» **TASK TO CARRY OUT**: Starting at the top of the entries, restate word for word each line up to and including the one with "Please mark the door".

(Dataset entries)
╔══

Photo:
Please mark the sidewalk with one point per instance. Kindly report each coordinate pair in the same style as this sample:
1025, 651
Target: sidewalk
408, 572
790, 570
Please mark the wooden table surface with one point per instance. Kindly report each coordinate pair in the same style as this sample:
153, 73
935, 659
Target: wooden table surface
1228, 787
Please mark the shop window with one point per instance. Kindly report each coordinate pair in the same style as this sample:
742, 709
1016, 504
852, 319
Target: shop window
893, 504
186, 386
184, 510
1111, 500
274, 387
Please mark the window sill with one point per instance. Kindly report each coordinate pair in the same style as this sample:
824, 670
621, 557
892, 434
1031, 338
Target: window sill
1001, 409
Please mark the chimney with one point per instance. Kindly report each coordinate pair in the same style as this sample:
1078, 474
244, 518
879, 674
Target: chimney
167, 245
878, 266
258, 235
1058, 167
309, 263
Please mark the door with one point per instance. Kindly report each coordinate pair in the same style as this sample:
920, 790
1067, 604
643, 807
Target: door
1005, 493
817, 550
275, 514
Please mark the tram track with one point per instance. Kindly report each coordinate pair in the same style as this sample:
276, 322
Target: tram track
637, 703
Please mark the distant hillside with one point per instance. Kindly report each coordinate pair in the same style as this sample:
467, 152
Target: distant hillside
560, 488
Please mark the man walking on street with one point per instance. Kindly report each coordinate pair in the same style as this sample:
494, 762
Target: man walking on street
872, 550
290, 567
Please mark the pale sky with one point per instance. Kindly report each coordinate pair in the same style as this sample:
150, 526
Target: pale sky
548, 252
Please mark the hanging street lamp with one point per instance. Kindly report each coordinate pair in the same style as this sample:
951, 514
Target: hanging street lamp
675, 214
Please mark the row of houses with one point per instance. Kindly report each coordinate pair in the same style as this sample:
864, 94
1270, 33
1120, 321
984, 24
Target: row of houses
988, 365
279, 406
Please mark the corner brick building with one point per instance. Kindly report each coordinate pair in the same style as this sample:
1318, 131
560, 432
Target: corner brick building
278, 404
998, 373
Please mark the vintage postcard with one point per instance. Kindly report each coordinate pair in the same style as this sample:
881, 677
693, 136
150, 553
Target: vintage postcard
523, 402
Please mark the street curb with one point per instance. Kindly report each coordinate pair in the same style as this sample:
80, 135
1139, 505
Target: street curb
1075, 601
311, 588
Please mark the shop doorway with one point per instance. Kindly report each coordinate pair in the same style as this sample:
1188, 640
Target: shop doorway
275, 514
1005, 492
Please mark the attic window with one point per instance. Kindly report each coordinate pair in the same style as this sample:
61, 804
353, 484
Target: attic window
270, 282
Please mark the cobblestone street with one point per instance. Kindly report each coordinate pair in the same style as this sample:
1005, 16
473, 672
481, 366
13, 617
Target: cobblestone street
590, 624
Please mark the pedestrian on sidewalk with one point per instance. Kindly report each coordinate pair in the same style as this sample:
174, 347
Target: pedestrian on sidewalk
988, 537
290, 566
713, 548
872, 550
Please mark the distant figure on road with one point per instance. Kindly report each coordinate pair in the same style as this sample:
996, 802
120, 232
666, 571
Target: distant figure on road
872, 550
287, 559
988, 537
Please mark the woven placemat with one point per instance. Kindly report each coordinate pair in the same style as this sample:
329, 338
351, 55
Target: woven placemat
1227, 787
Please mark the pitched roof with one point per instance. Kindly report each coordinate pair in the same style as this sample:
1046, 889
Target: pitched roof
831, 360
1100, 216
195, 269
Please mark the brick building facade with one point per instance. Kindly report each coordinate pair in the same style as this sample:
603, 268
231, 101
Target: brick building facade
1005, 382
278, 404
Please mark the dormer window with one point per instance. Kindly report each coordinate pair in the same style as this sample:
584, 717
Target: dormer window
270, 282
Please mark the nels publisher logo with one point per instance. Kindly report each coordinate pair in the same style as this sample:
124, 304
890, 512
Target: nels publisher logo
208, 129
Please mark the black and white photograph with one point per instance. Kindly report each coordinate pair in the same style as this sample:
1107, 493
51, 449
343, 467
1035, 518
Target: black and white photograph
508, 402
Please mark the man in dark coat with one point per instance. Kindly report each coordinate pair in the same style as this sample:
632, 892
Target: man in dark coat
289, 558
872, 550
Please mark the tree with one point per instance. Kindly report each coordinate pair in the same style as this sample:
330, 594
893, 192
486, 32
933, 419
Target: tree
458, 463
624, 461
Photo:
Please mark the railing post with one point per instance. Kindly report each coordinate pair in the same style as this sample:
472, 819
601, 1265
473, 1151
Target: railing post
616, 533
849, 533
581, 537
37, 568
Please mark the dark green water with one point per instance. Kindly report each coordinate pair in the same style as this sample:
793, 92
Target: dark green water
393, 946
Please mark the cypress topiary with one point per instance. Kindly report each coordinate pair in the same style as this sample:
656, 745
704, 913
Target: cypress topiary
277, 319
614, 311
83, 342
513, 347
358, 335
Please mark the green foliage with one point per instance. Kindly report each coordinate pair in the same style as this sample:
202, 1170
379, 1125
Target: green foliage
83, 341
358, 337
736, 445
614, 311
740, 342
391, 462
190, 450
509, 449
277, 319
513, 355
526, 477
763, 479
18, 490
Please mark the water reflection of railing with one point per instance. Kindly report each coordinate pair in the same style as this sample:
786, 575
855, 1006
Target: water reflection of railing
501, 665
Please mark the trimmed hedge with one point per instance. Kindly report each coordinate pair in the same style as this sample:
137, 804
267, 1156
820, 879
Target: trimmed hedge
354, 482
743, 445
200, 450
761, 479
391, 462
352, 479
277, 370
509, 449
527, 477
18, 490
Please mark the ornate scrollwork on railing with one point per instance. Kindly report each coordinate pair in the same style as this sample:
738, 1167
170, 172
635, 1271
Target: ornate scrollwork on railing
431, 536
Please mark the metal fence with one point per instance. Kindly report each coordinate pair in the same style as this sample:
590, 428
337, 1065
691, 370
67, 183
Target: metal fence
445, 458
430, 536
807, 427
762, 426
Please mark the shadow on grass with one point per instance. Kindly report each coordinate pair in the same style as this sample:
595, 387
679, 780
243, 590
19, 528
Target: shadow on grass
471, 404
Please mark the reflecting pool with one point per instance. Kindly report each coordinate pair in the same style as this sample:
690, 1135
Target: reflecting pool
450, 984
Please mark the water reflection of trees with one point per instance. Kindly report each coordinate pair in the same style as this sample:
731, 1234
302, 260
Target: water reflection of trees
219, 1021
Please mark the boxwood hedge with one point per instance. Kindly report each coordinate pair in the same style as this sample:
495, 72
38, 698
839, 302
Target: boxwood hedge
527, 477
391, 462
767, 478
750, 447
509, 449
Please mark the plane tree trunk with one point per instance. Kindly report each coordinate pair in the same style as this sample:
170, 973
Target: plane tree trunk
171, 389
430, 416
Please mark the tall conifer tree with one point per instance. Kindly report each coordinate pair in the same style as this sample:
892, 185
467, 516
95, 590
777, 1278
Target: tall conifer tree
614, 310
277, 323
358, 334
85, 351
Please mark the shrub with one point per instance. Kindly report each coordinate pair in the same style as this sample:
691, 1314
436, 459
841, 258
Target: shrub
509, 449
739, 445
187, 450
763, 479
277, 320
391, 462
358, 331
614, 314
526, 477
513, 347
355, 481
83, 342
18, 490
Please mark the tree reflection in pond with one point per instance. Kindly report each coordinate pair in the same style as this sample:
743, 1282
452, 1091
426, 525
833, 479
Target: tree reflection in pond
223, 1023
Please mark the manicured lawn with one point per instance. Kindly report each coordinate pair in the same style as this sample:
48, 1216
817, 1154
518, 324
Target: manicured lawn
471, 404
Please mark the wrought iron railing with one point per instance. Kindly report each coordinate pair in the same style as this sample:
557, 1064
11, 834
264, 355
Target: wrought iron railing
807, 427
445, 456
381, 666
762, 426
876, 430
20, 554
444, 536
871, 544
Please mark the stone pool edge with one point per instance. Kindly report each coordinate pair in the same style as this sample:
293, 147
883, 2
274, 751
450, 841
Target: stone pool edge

╚══

» **WRITTEN RESPONSE**:
Photo:
Please mark the sidewalk with one point per instance. Kindly report each coordinate pair in the same style as this sample:
1025, 651
Target: sidewalk
408, 572
790, 570
Please mark the wooden table surface with one point per instance. Kindly report each coordinate pair in the same style as this sample:
153, 73
935, 659
Target: wooden table surface
1228, 787
Please mark the shop window with one point per instance. Kindly report each coordinate pair in the same style as this sample:
742, 709
1016, 504
852, 319
Target: shop window
893, 504
186, 386
184, 510
1111, 500
274, 387
Please mark the window sill with one point per instance. Kindly report each coordinate pair in the same style as this sample:
824, 670
621, 557
892, 434
1031, 338
Target: window sill
1001, 409
Please mark the chimney with one point per instance. Kindly report each coordinate pair in the same style as this sample:
1078, 474
244, 518
879, 674
Target: chimney
167, 245
878, 266
258, 235
1058, 167
309, 263
Please mark the door with one point per instance. Kindly report each coordinate pair in the same style as this sample:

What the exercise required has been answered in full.